- **What is required**
Exclude the pictures, then copy all remaining records exactly.

___ Source material

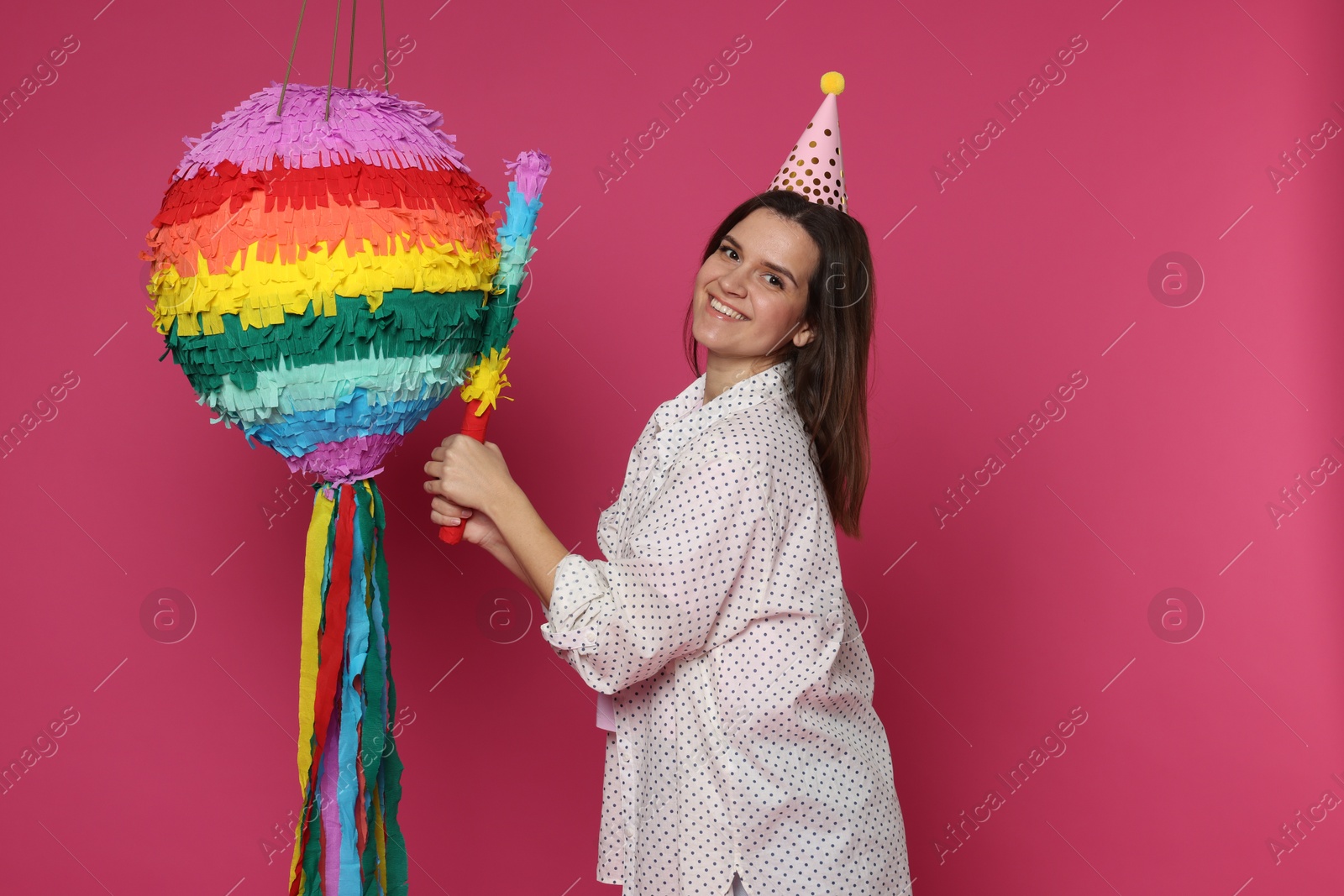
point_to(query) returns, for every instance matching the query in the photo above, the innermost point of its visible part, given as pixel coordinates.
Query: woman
(746, 754)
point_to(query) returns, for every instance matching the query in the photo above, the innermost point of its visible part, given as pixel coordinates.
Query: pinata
(326, 271)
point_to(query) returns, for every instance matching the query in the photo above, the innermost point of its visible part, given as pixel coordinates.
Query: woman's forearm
(530, 542)
(501, 551)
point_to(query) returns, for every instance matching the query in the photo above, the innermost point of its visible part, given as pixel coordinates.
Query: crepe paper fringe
(306, 432)
(355, 184)
(403, 325)
(261, 293)
(487, 379)
(320, 389)
(347, 461)
(222, 237)
(530, 170)
(365, 125)
(349, 841)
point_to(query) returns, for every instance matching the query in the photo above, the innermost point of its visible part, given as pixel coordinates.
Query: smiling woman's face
(759, 270)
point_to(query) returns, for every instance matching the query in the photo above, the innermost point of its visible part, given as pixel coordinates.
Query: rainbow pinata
(324, 280)
(326, 275)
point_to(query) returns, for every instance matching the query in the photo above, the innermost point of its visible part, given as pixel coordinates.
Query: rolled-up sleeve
(707, 540)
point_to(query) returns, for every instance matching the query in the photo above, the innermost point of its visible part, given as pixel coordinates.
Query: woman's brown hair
(831, 371)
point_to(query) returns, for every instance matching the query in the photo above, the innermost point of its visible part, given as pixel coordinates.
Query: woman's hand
(468, 474)
(479, 528)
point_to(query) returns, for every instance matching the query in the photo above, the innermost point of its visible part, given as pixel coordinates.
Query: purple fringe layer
(369, 125)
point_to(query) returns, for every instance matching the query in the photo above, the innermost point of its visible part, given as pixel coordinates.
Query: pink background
(1032, 600)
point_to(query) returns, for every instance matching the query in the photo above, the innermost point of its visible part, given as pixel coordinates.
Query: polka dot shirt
(745, 735)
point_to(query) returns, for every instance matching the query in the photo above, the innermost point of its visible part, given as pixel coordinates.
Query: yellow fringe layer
(282, 234)
(261, 293)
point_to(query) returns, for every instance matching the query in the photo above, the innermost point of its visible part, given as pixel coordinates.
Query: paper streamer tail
(474, 425)
(347, 841)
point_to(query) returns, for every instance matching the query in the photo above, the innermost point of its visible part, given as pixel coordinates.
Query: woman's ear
(803, 335)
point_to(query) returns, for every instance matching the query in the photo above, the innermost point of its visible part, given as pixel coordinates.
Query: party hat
(815, 165)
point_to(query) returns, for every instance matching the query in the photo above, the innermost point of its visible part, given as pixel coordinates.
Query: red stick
(474, 426)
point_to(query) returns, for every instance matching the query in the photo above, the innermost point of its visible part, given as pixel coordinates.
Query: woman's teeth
(723, 309)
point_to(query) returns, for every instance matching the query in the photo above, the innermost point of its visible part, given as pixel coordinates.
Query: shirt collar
(685, 417)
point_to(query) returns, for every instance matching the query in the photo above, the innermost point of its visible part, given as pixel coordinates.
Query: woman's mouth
(719, 309)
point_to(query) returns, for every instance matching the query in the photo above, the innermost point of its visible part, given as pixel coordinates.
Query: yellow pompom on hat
(815, 167)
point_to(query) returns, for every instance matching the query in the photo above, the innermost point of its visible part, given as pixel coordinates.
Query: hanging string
(387, 76)
(331, 76)
(291, 65)
(349, 76)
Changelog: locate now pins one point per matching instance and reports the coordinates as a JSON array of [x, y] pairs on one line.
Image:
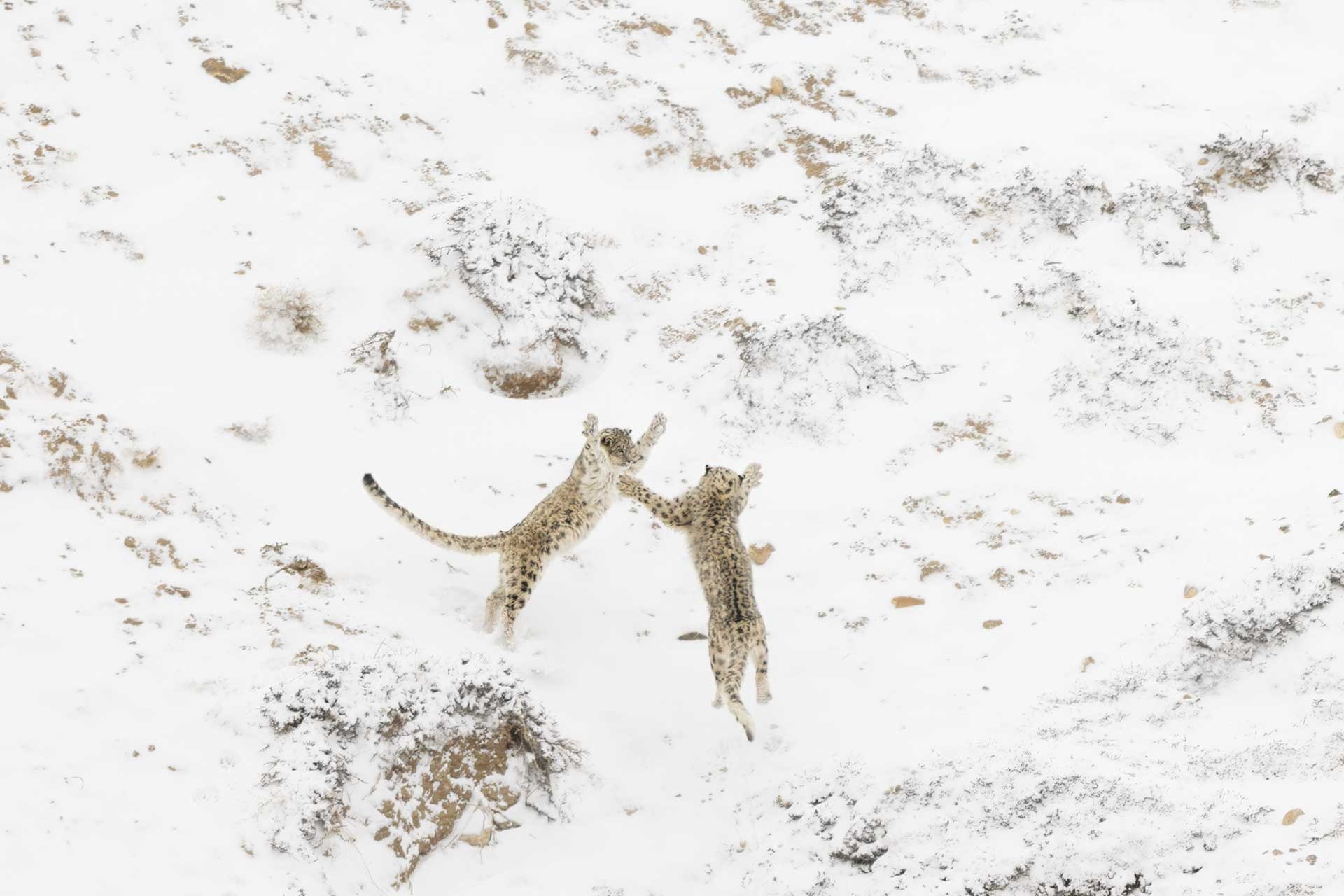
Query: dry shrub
[[538, 282], [309, 574], [445, 750], [286, 318], [806, 375], [377, 355], [1256, 164], [1245, 618], [258, 433], [80, 457], [223, 73], [524, 381]]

______

- **Task solution**
point_to(query) returns, for every instance matching the query in the photo above, the innermost point of its visible part, given as pixel coordinates.
Query: woman
(746, 754)
point_to(query) returns, for every instance matching the query in the photo above, the innermost point of its visible part, given as pixel coordinates.
Query: pinata
(326, 271)
point_to(query) returns, for every instance matching the query in the photo above, the innermost point of its visible part, given as pixel coordinates.
Query: woman's forearm
(530, 542)
(501, 551)
point_to(query) returns, for every instance matching the query in the photo above, the innermost point of its visible part, given as pixel coordinates.
Query: crepe paper fringe
(306, 432)
(355, 184)
(403, 325)
(261, 293)
(487, 379)
(320, 389)
(347, 461)
(222, 237)
(530, 170)
(365, 125)
(349, 841)
point_to(query) returns, for every instance matching the query in the photo above, the innermost point of its visible part, given as pixel coordinates.
Query: smiling woman's face
(759, 270)
point_to(query) returns, for every instance matching the query in the photo above, the innermost point of its visible part, given as pixel coordinates.
Query: rainbow pinata
(324, 280)
(326, 275)
point_to(query) returns, for every instance matching the query in the photo above, the innermost point of its visible part, given as pixel coordinates.
Query: rolled-up sleeve
(707, 540)
point_to(query) returns, for every instance matching the query in the photo above, the innermost point of its visible part, given as pixel coordinates.
Query: woman's brown hair
(831, 371)
point_to(query) returns, for every instance matching the query in the photo above, the innermost point of its visible part, given as pixel coordinates.
Query: woman's hand
(468, 474)
(479, 528)
point_to(query) returns, for every instance matching the query in the photo above, the innermost point of its visible part, given as pixel coordinates.
Query: purple fringe layer
(369, 125)
point_to(query) returns, for every instance matching the query in the photo above, the innermost point of its visible part, given as pixel coordinates.
Query: pink background
(1032, 600)
point_to(query) returns, for every instance matching the query in the photo above, the innermost point of its visible part, given as pixel coordinates.
Query: polka dot shirt
(745, 735)
point_to(query) returns, for every instance matching the query in the photo above, the innermost point of its visible part, given as pixel coordinates.
Query: yellow fringe layer
(282, 234)
(261, 293)
point_to(query) returns, for every instance matching the query in the photo above, the innermost point of its visible part, given as pixel coordinates.
Query: paper streamer tail
(474, 425)
(347, 841)
point_to(query) returns, for every instance matching the query in the photo above, the innermost point of its visible part, given as pixel coordinates.
Query: woman's ear
(803, 335)
point_to(query) returns, for every instance matching the query in the photo above, the innermost point of its visible part, given as pixel coordinates.
Query: party hat
(815, 165)
point_to(query) returns, for every instance matching the query in the photo above, the innermost point of its visible part, given as pixel coordinates.
Query: red stick
(474, 426)
point_to(query) returns, for every instance matching the query in the photo above, the innermost point of its visible part, given as pixel coordinates.
Query: woman's teeth
(723, 309)
point_to(query) returns, for every instance matching the query in the photo above, the innermost point of its visible part, given as pixel coordinates.
Query: shirt collar
(685, 417)
point_to(query) returns, for every instance matching the query in the photo above, the innermost point of its visible part, given as pixel coordinates.
Query: woman's mouth
(719, 309)
point_to(query) returns, for every instance matching the query in the photo above, the innermost point of its visible part, given as pixel coordinates.
Query: yellow pompom on hat
(815, 167)
point_to(query) returns, for every instance matching the query in the photo above, the innermost point of its visible part, given as pixel coordinates.
Query: hanging string
(387, 76)
(331, 76)
(291, 65)
(349, 76)
Changelog: locate now pins one point per matching instance and reports the coordinates as a JSON array of [x, y] pairs on one line.
Image:
Query: dry shrub
[[538, 282], [309, 574], [445, 750], [286, 318], [806, 375], [377, 355], [1256, 164], [1245, 618], [258, 433], [80, 457], [223, 73], [524, 381]]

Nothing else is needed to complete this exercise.